== EXERCISE OBJECTIVE ==
Revise all of the items below, replacing "Drop a marker" with "Put a dot" and keeping everything else unchanged. Leave out the pictures.

== RECORDS PROVIDED ==
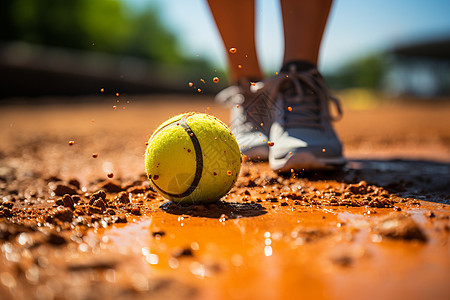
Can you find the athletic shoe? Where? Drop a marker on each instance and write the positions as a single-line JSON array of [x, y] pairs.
[[251, 117], [302, 135]]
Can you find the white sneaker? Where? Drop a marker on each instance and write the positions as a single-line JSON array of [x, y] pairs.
[[251, 117], [302, 135]]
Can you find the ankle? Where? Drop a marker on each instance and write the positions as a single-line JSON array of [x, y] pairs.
[[301, 66]]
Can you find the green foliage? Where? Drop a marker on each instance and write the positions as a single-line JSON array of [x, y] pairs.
[[366, 72], [96, 25]]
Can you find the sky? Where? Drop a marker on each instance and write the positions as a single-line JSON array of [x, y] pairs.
[[355, 28]]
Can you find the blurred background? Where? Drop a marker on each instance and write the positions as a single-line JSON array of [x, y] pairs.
[[83, 47]]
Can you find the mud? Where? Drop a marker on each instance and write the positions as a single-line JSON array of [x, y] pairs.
[[78, 219]]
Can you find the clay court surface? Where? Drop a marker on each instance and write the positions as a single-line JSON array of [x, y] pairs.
[[378, 229]]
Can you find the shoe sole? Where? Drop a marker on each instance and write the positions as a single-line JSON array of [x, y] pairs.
[[306, 161], [260, 153]]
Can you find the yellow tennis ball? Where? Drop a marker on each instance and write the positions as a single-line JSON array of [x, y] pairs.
[[193, 157]]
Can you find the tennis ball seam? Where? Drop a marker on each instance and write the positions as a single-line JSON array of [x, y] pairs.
[[198, 156]]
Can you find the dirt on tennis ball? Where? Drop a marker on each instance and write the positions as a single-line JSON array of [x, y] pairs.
[[193, 158]]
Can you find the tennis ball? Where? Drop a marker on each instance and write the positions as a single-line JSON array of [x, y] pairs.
[[192, 157]]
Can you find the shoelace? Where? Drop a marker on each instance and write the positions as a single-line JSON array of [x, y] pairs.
[[304, 99], [255, 112]]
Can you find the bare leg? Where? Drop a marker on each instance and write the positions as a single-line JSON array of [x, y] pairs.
[[235, 20], [304, 23]]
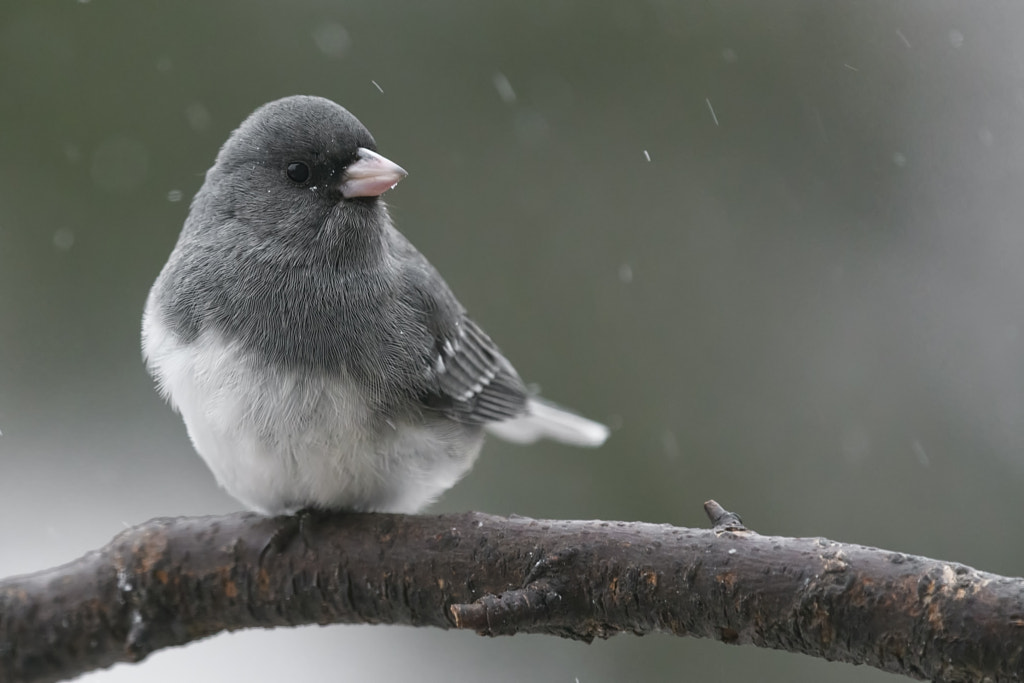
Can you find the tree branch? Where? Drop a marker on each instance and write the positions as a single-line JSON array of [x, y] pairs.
[[173, 581]]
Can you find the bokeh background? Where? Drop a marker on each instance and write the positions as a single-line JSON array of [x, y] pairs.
[[776, 245]]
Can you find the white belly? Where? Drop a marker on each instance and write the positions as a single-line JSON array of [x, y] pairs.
[[281, 440]]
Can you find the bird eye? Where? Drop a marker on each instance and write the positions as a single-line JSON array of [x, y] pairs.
[[298, 171]]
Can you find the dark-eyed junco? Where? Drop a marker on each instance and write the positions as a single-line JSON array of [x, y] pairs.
[[317, 358]]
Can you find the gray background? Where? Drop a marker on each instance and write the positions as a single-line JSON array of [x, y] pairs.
[[805, 304]]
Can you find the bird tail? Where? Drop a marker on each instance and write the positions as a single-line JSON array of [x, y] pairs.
[[546, 420]]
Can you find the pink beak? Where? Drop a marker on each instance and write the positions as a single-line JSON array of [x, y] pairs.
[[371, 175]]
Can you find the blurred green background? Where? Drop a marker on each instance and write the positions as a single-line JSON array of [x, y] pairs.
[[775, 245]]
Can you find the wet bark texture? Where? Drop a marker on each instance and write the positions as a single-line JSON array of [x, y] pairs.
[[173, 581]]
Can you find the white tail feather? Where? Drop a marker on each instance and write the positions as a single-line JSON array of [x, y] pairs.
[[545, 420]]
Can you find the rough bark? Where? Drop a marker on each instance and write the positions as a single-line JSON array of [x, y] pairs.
[[173, 581]]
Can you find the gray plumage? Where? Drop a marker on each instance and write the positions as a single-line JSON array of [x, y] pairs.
[[316, 357]]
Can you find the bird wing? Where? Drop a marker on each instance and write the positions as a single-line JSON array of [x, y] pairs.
[[478, 382], [467, 378]]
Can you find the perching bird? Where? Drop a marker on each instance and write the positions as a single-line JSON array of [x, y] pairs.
[[317, 359]]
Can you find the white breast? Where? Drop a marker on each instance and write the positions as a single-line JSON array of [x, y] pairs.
[[281, 440]]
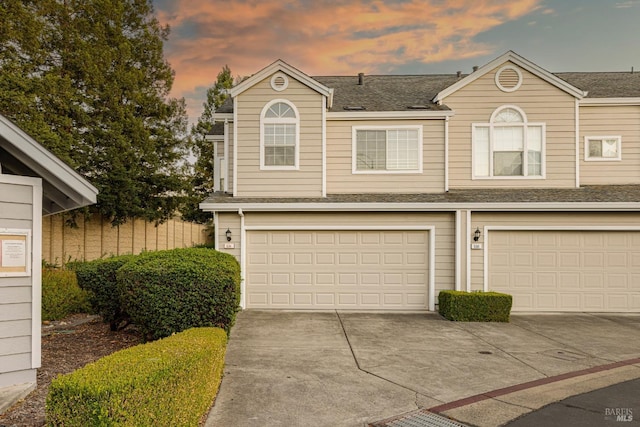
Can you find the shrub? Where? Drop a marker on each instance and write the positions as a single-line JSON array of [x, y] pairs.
[[475, 306], [170, 382], [99, 277], [170, 291], [61, 295]]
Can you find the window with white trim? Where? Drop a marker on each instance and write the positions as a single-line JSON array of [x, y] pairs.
[[602, 148], [279, 136], [508, 146], [380, 149]]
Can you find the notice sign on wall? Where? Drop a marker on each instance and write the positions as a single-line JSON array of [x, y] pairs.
[[15, 259]]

== EXERCISE SOLUTION ==
Can you find the athletic shoe? Where? Put a dot on each instance and write the positions as a single-line JSON array of [x, y] pairs.
[[251, 117], [302, 135]]
Can you find the white sneaker? Where? Put a dot on each instance and write the positions as a single-line JSON array of [x, y] pairs.
[[251, 117], [302, 135]]
Can you find the ankle? Where? Put a dot on each instance and write the positions as a single-line JSON array of [x, y] pairs.
[[301, 66]]
Can you find the green foliage? Where? Put a dot on each instance and write the positions as a single-line JSON array of [x, y] pairs.
[[366, 72], [96, 25]]
Can you find the sky? Where? Put a dot on each instance and write the positions as a single-line JSON array of [x, y] pairs.
[[355, 28]]
Can you find the blurred background? Where? Put a dot on each instance and write the positions as a single-line JSON array of [x, y] pairs.
[[83, 47]]
Can you find the mud? Where? Put a dot on each instance and write the positions as a single-line JSON array of [x, y] pairs.
[[78, 219]]
Can you find the clay court surface? Where? Put a dot on each instance and write the positions as a single-line JSON array of [x, y] pairs.
[[378, 229]]
Can you find the shoe sole? Where? Put a dot on each instance and write the positions as a single-line JSON array of [x, y] pairs.
[[306, 161], [260, 153]]
Can you find the yellow tennis ball? Where? Put a dot on each instance and write the positions as a single-line JSON array of [x, y] pairs.
[[193, 157]]
Can you find the tennis ball seam? Where? Put a dot on each instance and write the positions as a single-line JSON array of [x, y] pairs.
[[198, 156]]
Can you find the dirt on tennis ball? Where? Put a dot on each instance and write the positions as a single-line JSON array of [x, y] pairs.
[[193, 158]]
Can you find the tennis ball? Where? Put a dot on each instance and write the positions as a single-line JSON array of [x, y] pairs.
[[192, 157]]
Can you find the shoelace? Where? Put a dot on each instance and write the positions as a single-line JSON array of [x, y] pairs.
[[304, 99], [255, 112]]
Can you find the bare leg? Where? Put a dot on each instance and write the positions as a single-line JSON array of [x, y] pairs.
[[235, 20], [304, 23]]
Can you find the tree branch? Where? Put a dot on each instance and write the positions as a single-line JSON array of [x, y] pairs.
[[173, 581]]
Can you find the bokeh background? Where? Put a dot on each instance and write the positions as a single-line JSON array of [x, y] pairs.
[[776, 245]]
Can you find the white belly? Where? Put a dot on each instance and write the positions as a single-line JSON array of [x, y] pairs.
[[281, 440]]
Can you find the bird eye? Where? Put a dot on each instance and write the positions as a single-line JSON array of [x, y] pairs.
[[298, 171]]
Can you find the dark-eyed junco? Where? Put a dot on each instance and write the positions as a single-line JSON array of [x, y] pairs.
[[317, 358]]
Can you find the gray background? Where? Put a dot on each instance and write the positions as a single-line JSON array of [x, y] pairs.
[[805, 304]]
Can you find the bird tail? Where? Put a dot on each instance and write the positions as a single-line JSON array of [x, y] pairs.
[[546, 420]]
Can you find the pink beak? Where? Put a dot on each instance and write the positions as a single-line JSON array of [x, y] pairs.
[[371, 175]]
Can you find the blurred green background? Where? Put a dot on each instance and write the positions as a single-line JSON array of [x, y] pairs.
[[775, 245]]
Can you find the wet bark texture? Where? Put a dot on each instance and write the positions as a single-line JSON array of [x, y] pairs.
[[173, 581]]
Can you find the white tail feather? Where? Put a dot on each instance and write the positions as a single-line JSON array of [x, y] pairs.
[[545, 420]]
Can you find the rough bark? Where? Put a dot on each instance and write the positions as a single-line JSON array of [x, y] pairs.
[[173, 581]]
Can you find the gray plumage? Where? Put a dot on each instance and write the positions as a single-line JSON array of [x, y] pairs.
[[316, 357]]
Can you find the bird wing? Where? Put a dot on each instance and write the positions as a single-line JSON array of [x, y] pairs.
[[478, 382], [467, 378]]
Can you find the perching bird? Where? Put a dot on each instance and write the positions as a single-line JSON array of [x, y] pairs.
[[317, 359]]
Can you find the white breast? Where? Put a dot on each instance and write the positions as a single-line JSON array of [x, y] pairs.
[[281, 440]]
Can you find the shrub? Where? Put a dot on each instance and write the positions as a single-line JSON array of [x, y] pairs.
[[475, 306], [170, 382], [99, 277], [170, 291], [61, 295]]
Can you find the window with white trim? Where? Put a dot on each instance and write the positions as a single-line JSON array of [x, y] pairs.
[[602, 148], [279, 136], [508, 146], [380, 149]]
Can you find the notice sign on wall? Where? Put a dot on each instance and write the positions as a single-line JSON array of [x, y] pairs.
[[15, 259]]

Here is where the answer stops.